(PASAJE CITADO):
════════════════════

Por: Víctor Lapuente Giné*
Hay dos formas de ejercer el periodismo político. La primera consiste en retransmitir lo que ocurre arriba (el poder político) a los que están abajo (los ciudadanos). El periodista se ve a sí mismo como una especie de sacerdote que interpreta las palabras de los dioses para el común de los mortales. En oposición a este periodista-sacerdote encontramos al periodista-detective, que trabaja más bien de abajo hacia arriba y, desde la escena del crimen, va tirando del hilo de un problema determinado. Esta segunda forma de periodismo político predomina en otros países europeos y ayuda a entender por qué su debate público tiende a ser mejor que el nuestro.
En términos comparativos, hay madera para hacer muy buen periodismo en España. Para empezar, las altas notas de corte para estudiar periodismo han llevado a la profesión a muchos de los más listos de cada generación. Además, la vocación y dedicación profesional de nuestros periodistas es encomiable, como atestiguan los incontables abusos de poder destapados por la prensa. A ello hay que sumar unos recursos materiales nada desdeñables, aun a pesar de la crisis. Los medios españoles pueden permitirse unos despliegues de corresponsales (en Libia, Ucrania, Burgos o el carril-bus de la Gran Vía) impensables en otros países europeos más pequeños —o sea, casi todos—.
Una primera debilidad de nuestro periodismo se encuentra en la estructura de los medios de comunicación. El “pluralismo polarizado” de la comunicación en España —es decir, que tenemos medios de todas las orientaciones políticas, pero que estos, a su vez, tienen muy poca pluralidad interna— actúa de barrera para el consenso social en asuntos clave. Es un asunto que merece reflexión y leerse los trabajos de investigadores como Antón Castromil.

════════════════════

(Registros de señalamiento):

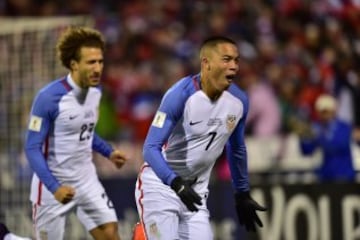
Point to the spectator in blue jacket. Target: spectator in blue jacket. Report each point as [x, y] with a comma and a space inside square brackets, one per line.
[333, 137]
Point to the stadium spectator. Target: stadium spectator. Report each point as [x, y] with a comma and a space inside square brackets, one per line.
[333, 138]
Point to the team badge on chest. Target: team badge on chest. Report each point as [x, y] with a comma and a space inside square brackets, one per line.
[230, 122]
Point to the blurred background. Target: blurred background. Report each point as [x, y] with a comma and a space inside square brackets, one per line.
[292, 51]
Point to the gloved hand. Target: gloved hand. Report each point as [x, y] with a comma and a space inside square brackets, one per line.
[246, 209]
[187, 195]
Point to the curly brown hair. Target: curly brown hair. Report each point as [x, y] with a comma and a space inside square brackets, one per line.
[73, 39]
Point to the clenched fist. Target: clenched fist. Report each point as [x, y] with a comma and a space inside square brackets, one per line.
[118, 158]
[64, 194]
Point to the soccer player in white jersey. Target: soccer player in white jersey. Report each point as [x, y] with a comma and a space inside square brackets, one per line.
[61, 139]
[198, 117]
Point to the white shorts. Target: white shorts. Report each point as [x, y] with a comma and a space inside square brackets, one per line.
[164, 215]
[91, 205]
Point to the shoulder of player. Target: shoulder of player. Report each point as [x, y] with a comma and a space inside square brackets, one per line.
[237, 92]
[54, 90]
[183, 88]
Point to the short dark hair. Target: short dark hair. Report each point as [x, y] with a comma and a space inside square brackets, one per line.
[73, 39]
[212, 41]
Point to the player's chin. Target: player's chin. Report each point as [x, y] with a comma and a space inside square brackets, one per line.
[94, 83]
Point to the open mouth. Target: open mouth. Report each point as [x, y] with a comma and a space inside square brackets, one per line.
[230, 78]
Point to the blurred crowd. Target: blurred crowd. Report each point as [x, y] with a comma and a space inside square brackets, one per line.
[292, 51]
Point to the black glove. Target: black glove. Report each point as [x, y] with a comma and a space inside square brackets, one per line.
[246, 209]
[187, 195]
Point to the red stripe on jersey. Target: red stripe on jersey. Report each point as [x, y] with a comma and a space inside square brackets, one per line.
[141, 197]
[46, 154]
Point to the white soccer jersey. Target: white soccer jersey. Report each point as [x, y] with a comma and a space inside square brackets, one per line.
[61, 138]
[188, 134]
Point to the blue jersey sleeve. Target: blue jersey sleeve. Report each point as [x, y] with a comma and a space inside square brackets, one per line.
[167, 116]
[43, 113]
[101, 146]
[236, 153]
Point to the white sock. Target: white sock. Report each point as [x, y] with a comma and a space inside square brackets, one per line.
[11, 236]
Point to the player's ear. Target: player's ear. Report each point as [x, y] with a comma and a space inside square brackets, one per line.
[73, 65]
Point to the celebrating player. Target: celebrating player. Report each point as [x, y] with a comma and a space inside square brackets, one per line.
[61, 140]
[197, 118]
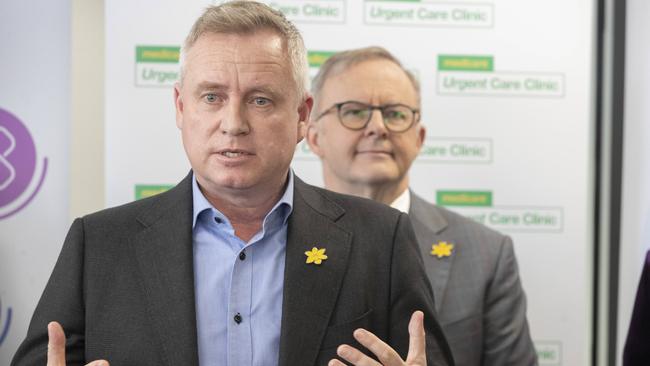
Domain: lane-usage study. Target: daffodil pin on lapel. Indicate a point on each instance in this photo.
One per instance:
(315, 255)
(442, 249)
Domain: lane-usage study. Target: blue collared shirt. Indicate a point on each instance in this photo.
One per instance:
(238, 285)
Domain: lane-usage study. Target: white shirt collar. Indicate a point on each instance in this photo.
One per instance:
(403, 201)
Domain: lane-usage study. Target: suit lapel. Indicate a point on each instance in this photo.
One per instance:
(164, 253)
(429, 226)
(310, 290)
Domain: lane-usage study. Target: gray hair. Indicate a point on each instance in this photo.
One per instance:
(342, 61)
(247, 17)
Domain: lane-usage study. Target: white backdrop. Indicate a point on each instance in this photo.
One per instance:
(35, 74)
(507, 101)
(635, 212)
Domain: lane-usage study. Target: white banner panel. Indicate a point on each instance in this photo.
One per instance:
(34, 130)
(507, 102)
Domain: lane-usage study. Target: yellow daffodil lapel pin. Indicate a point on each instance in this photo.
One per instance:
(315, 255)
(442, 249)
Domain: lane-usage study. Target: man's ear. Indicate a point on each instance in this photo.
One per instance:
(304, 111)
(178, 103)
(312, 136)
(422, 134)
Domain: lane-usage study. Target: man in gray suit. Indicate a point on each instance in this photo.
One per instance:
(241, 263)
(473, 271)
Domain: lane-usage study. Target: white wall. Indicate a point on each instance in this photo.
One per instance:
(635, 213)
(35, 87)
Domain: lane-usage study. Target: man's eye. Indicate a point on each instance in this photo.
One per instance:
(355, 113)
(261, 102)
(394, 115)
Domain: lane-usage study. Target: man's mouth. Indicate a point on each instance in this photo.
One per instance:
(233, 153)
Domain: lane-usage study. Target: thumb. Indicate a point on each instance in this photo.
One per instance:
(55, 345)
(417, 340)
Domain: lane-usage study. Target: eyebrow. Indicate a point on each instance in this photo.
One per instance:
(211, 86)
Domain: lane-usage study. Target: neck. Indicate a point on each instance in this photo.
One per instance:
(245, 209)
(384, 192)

════════════════════

(QUÉ HACER):
[1] Según el texto sobre el periodismo político, ¿de qué manera trabaja el periodista-detective?
[2] Reescribe el tramo de los registros que va desde la línea que contiene "Domain: lane-usage study. Target: white banner" hasta el final de los registros, sustituyendo "photo" por "image" y dejando todo lo demás intacto.
El texto y los registros no guardan relación entre sí.

(RESPUESTAS DEL EJERCICIO):
[1] Trabaja de abajo hacia arriba y, desde la escena del crimen, va tirando del hilo de un problema determinado.

[2]
Domain: lane-usage study. Target: white banner panel. Indicate a point on each instance in this image.
One per instance:
(34, 130)
(507, 102)
Domain: lane-usage study. Target: yellow daffodil lapel pin. Indicate a point on each instance in this image.
One per instance:
(315, 255)
(442, 249)
Domain: lane-usage study. Target: man's ear. Indicate a point on each instance in this image.
One per instance:
(304, 111)
(178, 103)
(312, 136)
(422, 134)
Domain: lane-usage study. Target: man in gray suit. Indicate a point on each instance in this image.
One per instance:
(241, 263)
(473, 271)
Domain: lane-usage study. Target: white wall. Indicate a point on each instance in this image.
One per instance:
(635, 213)
(35, 87)
Domain: lane-usage study. Target: man's eye. Indicate a point on each instance in this image.
One per instance:
(355, 113)
(261, 102)
(394, 115)
Domain: lane-usage study. Target: man's mouth. Indicate a point on each instance in this image.
One per instance:
(233, 153)
Domain: lane-usage study. Target: thumb. Indicate a point on each instance in this image.
One per instance:
(55, 345)
(417, 340)
Domain: lane-usage study. Target: eyebrow. Indicate a point on each instance in this image.
One per instance:
(211, 86)
Domain: lane-usage study. Target: neck. Indicate a point on each instance in this image.
One per instance:
(245, 209)
(384, 192)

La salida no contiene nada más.